=== Activity 1 ===
In the blog post on the biggest threat to Facebook, how many questions did the project ask the experts?
=== Activity 2 ===
Continue the blog post on the biggest threat to Facebook from the point where it stops.

As part of The Future of Facebook Project, we’ve been tapping the wisdom of crowds to explore the opportunities and pitfalls for this company and its userbase. We asked the experts 15 questions, and have posted those same questions for the public to answer on Quora.
A few days ago I posted some answers that were given for the question “What are some key issues that could impact the future of Facebook?” Today’s post is on ‘the biggest threat.’
Feel free to post your response here in the comments or on Quora at ‘What is the biggest threat to Facebook?’ We’ll be keeping tabs on the most provocative responses, and inviting those folks to be included in our final video series for the project!
The themes that have been arising through the interview process regarding the biggest threat to Facebook have been varied – some said it could be a major privacy breach, others cited user boredom as the main risk as people search for ‘the next big thing,’ while others said the biggest threat to Facebook is Facebook itself.
Here’s a few of the responses you’ve given so far:
Even Gawker got hacked and we can’t blame Facebook for accessing our information to sell ads. Why don’t we trust Mark? We give our bank account numbers to Paypal and Prosper, our birthdates to just about any site on the web, and our business cards to local prize drawings, so why are we so terrified what Facebook is doing with our baby pics? Facebook is a free service, which needs to generate revenue, which is does through ads, and we hate on them for it. Do we trust LinkedIn more because they generate money through Pro memberships and corporate pages? Ignoring the regulation which is petty and an ongoing battle as corporations find ways to skirt it, a site with a different revenue model could ensure trust. – Kari O’Brien (@KariOBrien)
2. Too big, too fast
Facebook has literally changed the way individuals, groups and organizations communicate, engage and interact. It’s been credited with playing a role in recent revolutions as well as being careless with the privacy of its members. Facebook is a force and it’s only going to get bigger and more integrated into our lives. For this reason, a lot of folks will be keeping an eye on it from governments to activists to watchdogs to the media. Facebook can in a sense become a victim of it’s own success if it moves to quickly or draws too much attention to itself—potentially prompting calls for regulation. – David Armano (@armano)

=== Given information ===

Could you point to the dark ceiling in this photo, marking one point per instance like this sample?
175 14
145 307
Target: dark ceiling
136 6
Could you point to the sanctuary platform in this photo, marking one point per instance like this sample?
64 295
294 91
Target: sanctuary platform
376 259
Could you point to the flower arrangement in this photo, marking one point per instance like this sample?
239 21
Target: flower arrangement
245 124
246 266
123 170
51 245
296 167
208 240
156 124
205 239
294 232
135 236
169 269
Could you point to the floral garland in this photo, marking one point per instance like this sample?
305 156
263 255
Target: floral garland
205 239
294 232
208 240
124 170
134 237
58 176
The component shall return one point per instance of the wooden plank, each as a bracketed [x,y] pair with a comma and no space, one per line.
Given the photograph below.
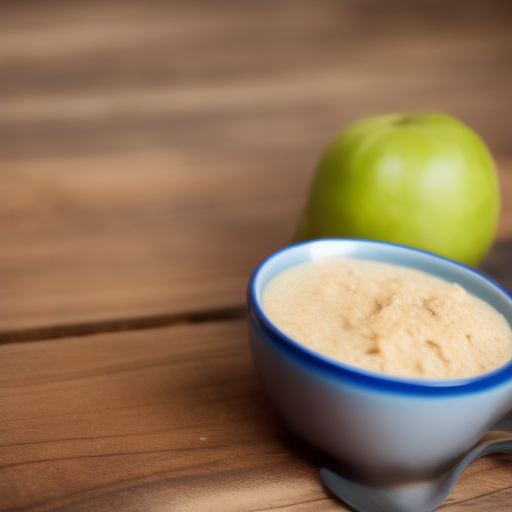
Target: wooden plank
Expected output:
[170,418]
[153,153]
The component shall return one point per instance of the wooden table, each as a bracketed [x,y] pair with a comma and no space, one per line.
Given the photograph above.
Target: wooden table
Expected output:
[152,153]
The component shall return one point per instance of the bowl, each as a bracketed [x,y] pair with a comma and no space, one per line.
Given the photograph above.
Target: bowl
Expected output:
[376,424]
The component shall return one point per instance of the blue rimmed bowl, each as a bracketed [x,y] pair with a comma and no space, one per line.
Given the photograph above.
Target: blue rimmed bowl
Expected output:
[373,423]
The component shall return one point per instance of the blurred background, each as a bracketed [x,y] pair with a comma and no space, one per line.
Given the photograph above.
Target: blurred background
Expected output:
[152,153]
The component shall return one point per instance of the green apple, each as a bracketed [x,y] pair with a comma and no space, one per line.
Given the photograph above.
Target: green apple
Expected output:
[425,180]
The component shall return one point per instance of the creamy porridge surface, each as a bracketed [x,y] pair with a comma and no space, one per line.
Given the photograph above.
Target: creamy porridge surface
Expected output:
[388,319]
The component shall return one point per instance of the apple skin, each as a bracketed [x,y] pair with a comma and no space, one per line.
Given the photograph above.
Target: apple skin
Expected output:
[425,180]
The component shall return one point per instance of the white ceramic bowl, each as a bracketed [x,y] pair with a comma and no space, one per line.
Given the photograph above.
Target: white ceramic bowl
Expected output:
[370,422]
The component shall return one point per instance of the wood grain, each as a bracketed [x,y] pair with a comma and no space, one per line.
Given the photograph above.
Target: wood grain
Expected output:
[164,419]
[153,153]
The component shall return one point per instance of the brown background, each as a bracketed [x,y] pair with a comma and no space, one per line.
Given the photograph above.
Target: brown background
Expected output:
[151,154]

...

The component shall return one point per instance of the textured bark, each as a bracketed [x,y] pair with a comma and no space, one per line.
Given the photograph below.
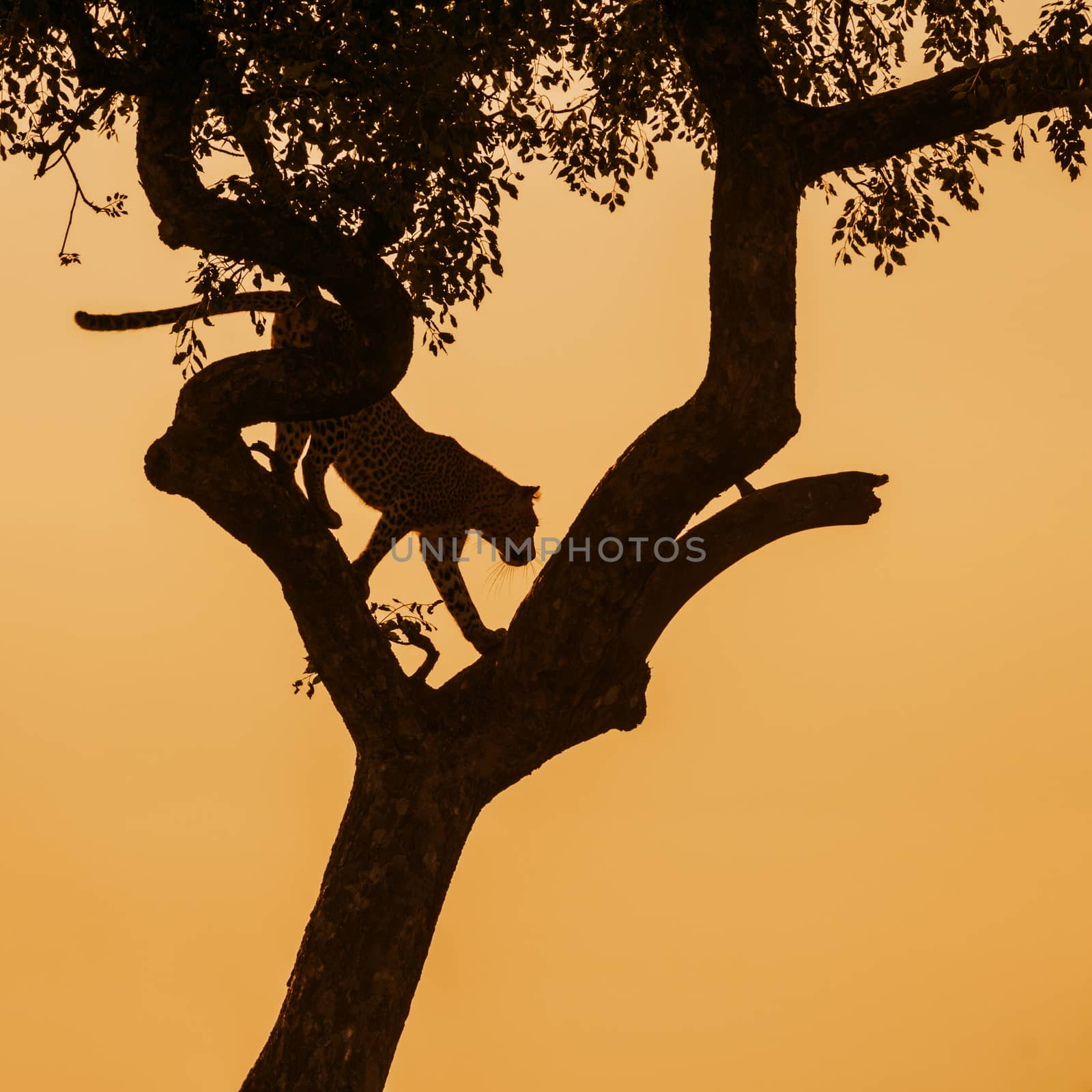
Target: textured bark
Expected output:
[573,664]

==

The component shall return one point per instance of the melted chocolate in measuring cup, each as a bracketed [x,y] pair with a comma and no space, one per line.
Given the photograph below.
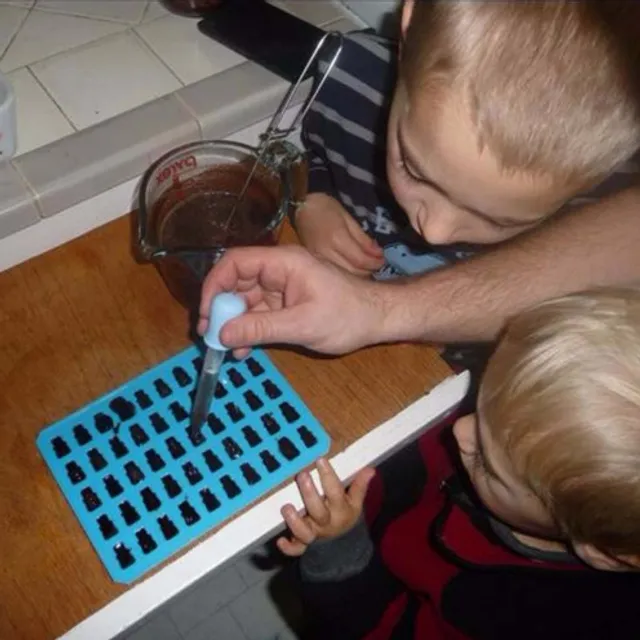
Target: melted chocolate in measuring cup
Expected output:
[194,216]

=== Response box 1 ===
15

=== Response box 2 ===
3. Open ID
Any identification alternative is what Facebook would say is their biggest threat. They are moving to become a “reiteration of the internet” through Facebook ID which other sites like Slideshare are using to “verify” who we are. This identification system isn’t just good for marketing, it’s good for security, it’s necessary for custom portals and personalized experiences across the web, television (Apple TV, etc.) and mobile. Create the ultimate ID and you own the web. – Kari O’Brien (@KariOBrien)
4. A P2P decentralized distributed social network like DIASPORA*
Users will one day realize that they need not rely on the whims of a hub-like website like Facebook to make decisions about their (private) personal data for them and profit from it. – Alan Alves Fortes (@alvesfortes)
What do you think?
What Facebook lacks is any infrastructure to engage people around areas of interest. It does not actually support mass collaboration. This is not an issue at this time, but as the Facebook generation gets older, their priorities will evolve from merely an instinct to identify and develop social relationships towards an imperative to make a more meaningful contribution in the world.
What is needed is a platform that will enable people to connect and work together – to collaborate!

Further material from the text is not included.